## Directions
1) List every film that the story reviews mention by title.
2) Answer from the story reviews:
(a) What three things inspired "It Gets Bigger"?
(b) Who wrote "Videoville"?
(c) According to the reviewer, what did Hedrick avoid?
3) Extend the story reviews beyond their last line, "Sue Burke. Summer Home."
=== Text shown ===
Well handled by Hedrick, avoiding maudlin sentimentality.

Gwendolyn Clare. It Gets Bigger.

A story inspired by the author’s brother, the film Alien, and Samuel Beckett.

I’m not aware of the full range of Beckett’s works, so am wondering whether the author’s brother put on prodigious amounts of weight and increased size dramatically. (joke).

A small alien artefact is located, and the scientific team decide to put it into a scanner and probe it. This does not go according to plan, and the artefact begins to grow. And doesn’t stop.

The artefact/metaphor continues to grow, and becomes ever-increasingly backdrop (and soon out of the room on account of it’s size) to the young woman scientist protagonist whose exposure to radiation in the scanner incident miscarries, and subsequently breaks up with her partner, neither of which really upsets her, as her life goes on.

Christopher East. Videoville

A neat story, especially if you were a late teen/college student in the 1980s. It’s a story that you could easily confuse in years to come for a movie – what was that film that was set in the 80s, and was sort of like Back to the Future and Bill and Ted and The Blues Brothers and involved dope and snow and a VHS video arcade??

Sue Burke. Summer Home.
=== Supplied data ===
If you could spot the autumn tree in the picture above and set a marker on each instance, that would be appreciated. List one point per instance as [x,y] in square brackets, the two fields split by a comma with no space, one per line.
===
## Answers in order
1) Alien; Back to the Future; Bill and Ted; The Blues Brothers

2)
(a) The author's brother, the film Alien, and Samuel Beckett.
(b) Christopher East.
(c) Maudlin sentimentality.

3)
Only a page and a half, a list of 6 ‘Must Do’s’ for a new summer home, but the paragraphs contain a lot, and what could easily have been covered in a novella is covered more succinctly, much more succinctly, but with equal impact.

Tim Sullivan. Anomaly Station.

The issue closes with the longest story, a novella that gets progressively deeper.

The initial setup appears straightforward – on a space station orbiting, and drawing energy from a very, very remote blazar, the solo crew member is about to be relieved of duty, for a bit of R&R back home. Thing is Tamara is connected (intimately we find out) the ship’s AI ad is reluctant to sever that link and hand over to her replacement, especially as her replacement is a very young man whom she doesn’t take to at all.

We follow Tamara’s conversations with the young man, and the AI, Hala, with whom we soon find she is intimately connected, going back to when Hala was a human in her pre-AI days (and Tamara’s role in that).

It soon becomes clear that Tamara isn’t entirely reliable, and when the shuttle which brought her replacement is destroyed by explosion, things get very tricky for the pair (especially as the young man now has the link to the AI and does not want to relinquish this).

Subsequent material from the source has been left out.